» Consignes à suivre:
1. Répondez à ces questions sur le texte consacré au feu dans l'art :
(a) Outre un sujet de représentation, que peut être le feu pour les artistes ?
(b) Quelle figure héritée des mythes antiques incarne le don sacré de la flamme ?
(c) Quelle peinture de Georges de La Tour est citée ?
2. Extrayez du texte consacré au feu dans l'art le passage compris entre « Depuis les premières » et « l’imaginaire du feu. », bornes incluses.

» Texte fourni:
-- -- --

Depuis les premières représentations picturales jusqu’aux performances les plus radicales de l’art contemporain, le feu traverse l’histoire de l’art comme une obsession récurrente. Énergie vitale et destructrice, il est à la fois sujet de représentation et matériau d’expérimentation. Cette ambivalence, entre symbole et pratique, éclaire (c’est le cas de le dire !) la manière dont les artistes se confrontent à l’imaginaire du feu.
© Wikipedia Le feu représenté : mythe, sacré et catastrophes
Dans les beaux-arts, le feu est d’abord convoqué comme signe et métaphore. Héritée des mythes antiques, la figure de Prométhée incarne le don sacré de la flamme, source de savoir et de transgression. Dans les illustrations de la Divine Comédie par Gustave Doré, le feu infernal devient instrument de châtiment éternel, image terrifiante de l’au-delà. Mais le feu peut aussi se faire lumière intérieure : Georges de La Tour en fait un motif central dans ses peintures, notamment la Madeleine à la veilleuse, où la flamme vacillante ouvre un espace de méditation et de recueillement.

-- -- --

» Section des données:
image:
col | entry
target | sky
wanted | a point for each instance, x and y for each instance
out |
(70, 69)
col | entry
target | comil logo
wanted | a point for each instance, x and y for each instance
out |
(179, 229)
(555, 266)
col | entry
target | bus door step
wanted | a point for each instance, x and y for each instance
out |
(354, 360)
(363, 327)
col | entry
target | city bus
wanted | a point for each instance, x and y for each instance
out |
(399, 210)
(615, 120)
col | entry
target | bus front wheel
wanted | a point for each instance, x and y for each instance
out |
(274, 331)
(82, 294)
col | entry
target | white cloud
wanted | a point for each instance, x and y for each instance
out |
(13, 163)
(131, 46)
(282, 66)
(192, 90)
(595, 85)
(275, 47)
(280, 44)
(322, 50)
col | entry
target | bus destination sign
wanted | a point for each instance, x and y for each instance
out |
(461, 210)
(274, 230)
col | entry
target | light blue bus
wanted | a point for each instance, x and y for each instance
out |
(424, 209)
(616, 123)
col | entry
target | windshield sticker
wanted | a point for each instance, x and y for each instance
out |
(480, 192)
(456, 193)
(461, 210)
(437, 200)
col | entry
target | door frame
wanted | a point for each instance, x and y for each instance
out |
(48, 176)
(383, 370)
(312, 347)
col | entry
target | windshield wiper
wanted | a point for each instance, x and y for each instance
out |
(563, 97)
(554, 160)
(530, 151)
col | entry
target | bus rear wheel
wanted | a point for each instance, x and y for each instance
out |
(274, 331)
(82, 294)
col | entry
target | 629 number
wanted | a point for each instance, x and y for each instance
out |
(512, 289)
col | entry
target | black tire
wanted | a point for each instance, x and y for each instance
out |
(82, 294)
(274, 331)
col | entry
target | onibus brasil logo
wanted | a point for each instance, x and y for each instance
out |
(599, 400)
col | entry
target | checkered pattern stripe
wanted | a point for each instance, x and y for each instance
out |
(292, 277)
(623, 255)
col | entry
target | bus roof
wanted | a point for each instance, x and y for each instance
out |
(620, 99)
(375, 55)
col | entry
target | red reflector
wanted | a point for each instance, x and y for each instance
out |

-- -- --

» Liste des solutions:
1.
(a) Un matériau d'expérimentation.
(b) Prométhée.
(c) La Madeleine à la veilleuse.

2.
Depuis les premières représentations picturales jusqu’aux performances les plus radicales de l’art contemporain, le feu traverse l’histoire de l’art comme une obsession récurrente. Énergie vitale et destructrice, il est à la fois sujet de représentation et matériau d’expérimentation. Cette ambivalence, entre symbole et pratique, éclaire (c’est le cas de le dire !) la manière dont les artistes se confrontent à l’imaginaire du feu.